[Raw records]

+-------+

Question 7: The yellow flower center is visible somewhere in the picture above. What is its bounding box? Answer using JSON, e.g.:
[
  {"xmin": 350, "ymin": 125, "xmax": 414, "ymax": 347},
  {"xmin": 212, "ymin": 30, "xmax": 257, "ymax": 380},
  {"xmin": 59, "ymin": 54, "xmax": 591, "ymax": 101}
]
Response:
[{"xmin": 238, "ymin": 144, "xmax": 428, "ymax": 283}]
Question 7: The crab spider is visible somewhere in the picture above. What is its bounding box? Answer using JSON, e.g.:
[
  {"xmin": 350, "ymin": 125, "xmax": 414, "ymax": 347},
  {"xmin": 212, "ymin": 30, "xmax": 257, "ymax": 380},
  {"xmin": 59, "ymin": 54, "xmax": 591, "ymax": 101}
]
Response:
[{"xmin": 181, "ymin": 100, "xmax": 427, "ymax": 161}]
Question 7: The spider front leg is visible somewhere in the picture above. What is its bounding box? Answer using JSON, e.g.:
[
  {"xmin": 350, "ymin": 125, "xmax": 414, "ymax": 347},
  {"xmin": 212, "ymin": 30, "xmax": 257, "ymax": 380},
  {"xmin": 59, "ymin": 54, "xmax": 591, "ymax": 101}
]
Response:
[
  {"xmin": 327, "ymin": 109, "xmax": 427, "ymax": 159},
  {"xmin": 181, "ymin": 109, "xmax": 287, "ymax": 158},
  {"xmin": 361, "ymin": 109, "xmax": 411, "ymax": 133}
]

+-------+

WRITTEN REQUEST – Please turn every line of the material above into a Markdown table with the columns Row and Line, numbering the rows and skipping any blank lines.

WRITTEN ANSWER –
| Row | Line |
|---|---|
| 1 | Question 7: The yellow flower center is visible somewhere in the picture above. What is its bounding box? Answer using JSON, e.g.: |
| 2 | [ |
| 3 |   {"xmin": 350, "ymin": 125, "xmax": 414, "ymax": 347}, |
| 4 |   {"xmin": 212, "ymin": 30, "xmax": 257, "ymax": 380}, |
| 5 |   {"xmin": 59, "ymin": 54, "xmax": 591, "ymax": 101} |
| 6 | ] |
| 7 | Response: |
| 8 | [{"xmin": 238, "ymin": 144, "xmax": 428, "ymax": 283}] |
| 9 | Question 7: The crab spider is visible somewhere in the picture above. What is its bounding box? Answer using JSON, e.g.: |
| 10 | [ |
| 11 |   {"xmin": 350, "ymin": 125, "xmax": 414, "ymax": 347}, |
| 12 |   {"xmin": 212, "ymin": 30, "xmax": 257, "ymax": 380}, |
| 13 |   {"xmin": 59, "ymin": 54, "xmax": 591, "ymax": 101} |
| 14 | ] |
| 15 | Response: |
| 16 | [{"xmin": 181, "ymin": 100, "xmax": 427, "ymax": 161}] |
| 17 | Question 7: The spider front leg is visible somewhere in the picture above. What is its bounding box? Answer using JSON, e.g.: |
| 18 | [ |
| 19 |   {"xmin": 350, "ymin": 125, "xmax": 414, "ymax": 347}, |
| 20 |   {"xmin": 212, "ymin": 30, "xmax": 257, "ymax": 380}, |
| 21 |   {"xmin": 59, "ymin": 54, "xmax": 591, "ymax": 101} |
| 22 | ] |
| 23 | Response: |
| 24 | [ |
| 25 |   {"xmin": 327, "ymin": 109, "xmax": 427, "ymax": 159}, |
| 26 |   {"xmin": 181, "ymin": 109, "xmax": 287, "ymax": 158}, |
| 27 |   {"xmin": 361, "ymin": 109, "xmax": 411, "ymax": 133} |
| 28 | ] |